Set down exactly, and only, the lines from the one with "the red sabre" to the final line of the entries, both included.
━━━━━━━━━━━━━━━━━━━━
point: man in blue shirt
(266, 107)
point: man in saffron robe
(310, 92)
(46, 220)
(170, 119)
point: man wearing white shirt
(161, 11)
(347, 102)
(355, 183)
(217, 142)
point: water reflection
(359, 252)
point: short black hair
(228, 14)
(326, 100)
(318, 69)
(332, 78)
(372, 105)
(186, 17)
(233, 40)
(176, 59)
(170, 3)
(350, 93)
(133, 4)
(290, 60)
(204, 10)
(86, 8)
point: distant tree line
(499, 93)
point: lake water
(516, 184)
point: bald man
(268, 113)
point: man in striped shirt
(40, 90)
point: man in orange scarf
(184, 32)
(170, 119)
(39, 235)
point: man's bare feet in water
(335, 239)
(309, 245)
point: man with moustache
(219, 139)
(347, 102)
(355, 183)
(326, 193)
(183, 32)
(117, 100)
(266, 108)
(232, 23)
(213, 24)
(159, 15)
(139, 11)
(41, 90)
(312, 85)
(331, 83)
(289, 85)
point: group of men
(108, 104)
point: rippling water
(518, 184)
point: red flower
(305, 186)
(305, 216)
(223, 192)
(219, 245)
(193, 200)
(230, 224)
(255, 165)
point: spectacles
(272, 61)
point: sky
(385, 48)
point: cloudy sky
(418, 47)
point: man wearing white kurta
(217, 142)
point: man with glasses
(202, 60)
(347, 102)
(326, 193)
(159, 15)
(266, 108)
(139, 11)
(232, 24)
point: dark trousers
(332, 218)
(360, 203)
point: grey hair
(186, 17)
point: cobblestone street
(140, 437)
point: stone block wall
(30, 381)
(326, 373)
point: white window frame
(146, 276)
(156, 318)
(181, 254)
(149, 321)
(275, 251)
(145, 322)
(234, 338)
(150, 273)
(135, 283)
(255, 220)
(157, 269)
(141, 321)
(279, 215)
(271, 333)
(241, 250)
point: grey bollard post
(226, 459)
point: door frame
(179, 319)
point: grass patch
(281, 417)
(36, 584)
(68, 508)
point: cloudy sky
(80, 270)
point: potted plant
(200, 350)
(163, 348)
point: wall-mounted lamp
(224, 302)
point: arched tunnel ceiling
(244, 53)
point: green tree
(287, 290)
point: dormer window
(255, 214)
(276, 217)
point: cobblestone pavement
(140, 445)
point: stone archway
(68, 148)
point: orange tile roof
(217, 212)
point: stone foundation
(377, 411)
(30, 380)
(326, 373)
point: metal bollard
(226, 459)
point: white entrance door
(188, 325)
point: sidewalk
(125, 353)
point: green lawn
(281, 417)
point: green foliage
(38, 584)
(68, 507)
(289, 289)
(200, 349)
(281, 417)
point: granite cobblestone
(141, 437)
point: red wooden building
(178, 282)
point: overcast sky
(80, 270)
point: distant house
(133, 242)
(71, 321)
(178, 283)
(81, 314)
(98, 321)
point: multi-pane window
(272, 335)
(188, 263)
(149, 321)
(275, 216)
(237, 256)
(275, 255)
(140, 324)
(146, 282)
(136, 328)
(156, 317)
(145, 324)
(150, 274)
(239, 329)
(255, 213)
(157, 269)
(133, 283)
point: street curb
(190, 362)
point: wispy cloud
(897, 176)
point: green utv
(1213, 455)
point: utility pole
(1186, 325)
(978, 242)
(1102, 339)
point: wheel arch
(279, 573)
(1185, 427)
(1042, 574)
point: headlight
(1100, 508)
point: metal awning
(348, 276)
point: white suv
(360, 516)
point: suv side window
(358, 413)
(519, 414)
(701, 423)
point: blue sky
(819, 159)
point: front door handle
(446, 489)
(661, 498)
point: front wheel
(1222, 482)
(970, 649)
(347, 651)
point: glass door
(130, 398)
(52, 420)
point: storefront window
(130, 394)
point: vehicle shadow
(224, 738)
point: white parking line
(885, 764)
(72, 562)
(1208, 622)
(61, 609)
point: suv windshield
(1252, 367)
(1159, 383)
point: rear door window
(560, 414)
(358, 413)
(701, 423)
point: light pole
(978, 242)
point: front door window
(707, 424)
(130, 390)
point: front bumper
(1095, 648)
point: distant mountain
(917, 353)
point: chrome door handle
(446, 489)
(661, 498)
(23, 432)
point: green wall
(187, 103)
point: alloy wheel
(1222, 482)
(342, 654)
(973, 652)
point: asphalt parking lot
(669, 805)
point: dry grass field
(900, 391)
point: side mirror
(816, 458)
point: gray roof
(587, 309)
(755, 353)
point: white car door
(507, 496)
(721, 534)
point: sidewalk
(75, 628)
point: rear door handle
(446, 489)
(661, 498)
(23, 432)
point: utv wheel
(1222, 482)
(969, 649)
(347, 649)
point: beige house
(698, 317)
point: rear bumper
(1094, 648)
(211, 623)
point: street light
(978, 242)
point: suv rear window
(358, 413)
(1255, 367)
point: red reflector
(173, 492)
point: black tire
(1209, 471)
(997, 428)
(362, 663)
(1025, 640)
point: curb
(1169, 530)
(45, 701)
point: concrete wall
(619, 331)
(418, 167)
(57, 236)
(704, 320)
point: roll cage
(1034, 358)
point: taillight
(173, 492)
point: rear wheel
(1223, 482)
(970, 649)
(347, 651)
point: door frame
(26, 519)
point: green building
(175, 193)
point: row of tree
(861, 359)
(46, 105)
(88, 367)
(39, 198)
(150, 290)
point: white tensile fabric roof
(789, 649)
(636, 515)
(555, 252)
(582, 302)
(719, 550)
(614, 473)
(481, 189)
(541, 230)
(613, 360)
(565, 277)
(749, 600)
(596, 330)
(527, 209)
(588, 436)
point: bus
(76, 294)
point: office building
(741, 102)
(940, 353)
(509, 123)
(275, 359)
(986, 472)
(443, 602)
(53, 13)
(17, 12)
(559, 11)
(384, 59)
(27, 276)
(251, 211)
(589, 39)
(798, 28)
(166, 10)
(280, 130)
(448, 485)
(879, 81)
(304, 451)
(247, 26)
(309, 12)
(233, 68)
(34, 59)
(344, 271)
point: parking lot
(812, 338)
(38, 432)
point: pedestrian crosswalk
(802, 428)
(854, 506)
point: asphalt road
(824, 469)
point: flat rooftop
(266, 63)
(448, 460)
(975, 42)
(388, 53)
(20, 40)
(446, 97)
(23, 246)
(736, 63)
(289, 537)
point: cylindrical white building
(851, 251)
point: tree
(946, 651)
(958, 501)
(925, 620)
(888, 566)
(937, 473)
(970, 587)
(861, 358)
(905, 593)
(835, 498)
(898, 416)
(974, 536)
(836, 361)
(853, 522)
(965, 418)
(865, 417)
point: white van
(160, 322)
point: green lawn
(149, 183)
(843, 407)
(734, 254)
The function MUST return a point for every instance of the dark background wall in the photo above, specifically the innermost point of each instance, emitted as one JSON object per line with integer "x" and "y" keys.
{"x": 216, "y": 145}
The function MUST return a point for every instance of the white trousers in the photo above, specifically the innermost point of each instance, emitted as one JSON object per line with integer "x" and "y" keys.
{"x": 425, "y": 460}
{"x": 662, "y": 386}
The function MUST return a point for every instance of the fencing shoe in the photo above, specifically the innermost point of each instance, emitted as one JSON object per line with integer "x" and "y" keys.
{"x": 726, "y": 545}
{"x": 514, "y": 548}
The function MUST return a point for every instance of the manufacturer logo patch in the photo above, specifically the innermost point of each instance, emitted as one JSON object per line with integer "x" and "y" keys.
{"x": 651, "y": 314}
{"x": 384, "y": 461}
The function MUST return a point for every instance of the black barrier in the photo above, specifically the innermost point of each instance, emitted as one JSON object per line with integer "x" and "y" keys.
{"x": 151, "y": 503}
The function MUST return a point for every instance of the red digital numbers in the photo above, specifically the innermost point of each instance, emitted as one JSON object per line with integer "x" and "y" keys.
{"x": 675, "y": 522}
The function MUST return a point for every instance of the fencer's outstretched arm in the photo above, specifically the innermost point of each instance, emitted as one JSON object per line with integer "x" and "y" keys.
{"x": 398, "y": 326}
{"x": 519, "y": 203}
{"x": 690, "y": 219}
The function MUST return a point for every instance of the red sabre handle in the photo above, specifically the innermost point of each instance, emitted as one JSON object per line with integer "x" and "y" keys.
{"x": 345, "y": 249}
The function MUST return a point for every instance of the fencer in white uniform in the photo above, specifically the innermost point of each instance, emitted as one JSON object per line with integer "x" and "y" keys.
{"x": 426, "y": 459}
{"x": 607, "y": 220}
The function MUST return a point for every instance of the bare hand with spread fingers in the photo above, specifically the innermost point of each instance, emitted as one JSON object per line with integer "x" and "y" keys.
━━━━━━━━━━━━━━━━━━━━
SOLUTION:
The function MUST return a point for every instance of the red sabre handle in the photo above, specifically the innermost point of each instance, emitted as one JSON object per line with integer "x" and "y" keys.
{"x": 345, "y": 249}
The function MUST return a point for every instance of the fencer in white uniform in the photo above, specifically the innermost point of each instance, emitted as one JSON object per line with integer "x" and "y" keys.
{"x": 426, "y": 459}
{"x": 607, "y": 220}
The function MUST return a point for every instance of the bare hand with spread fingers in the photo above, specifically the innermost point of each instance, emitted as one JSON object per line with integer "x" and "y" keys.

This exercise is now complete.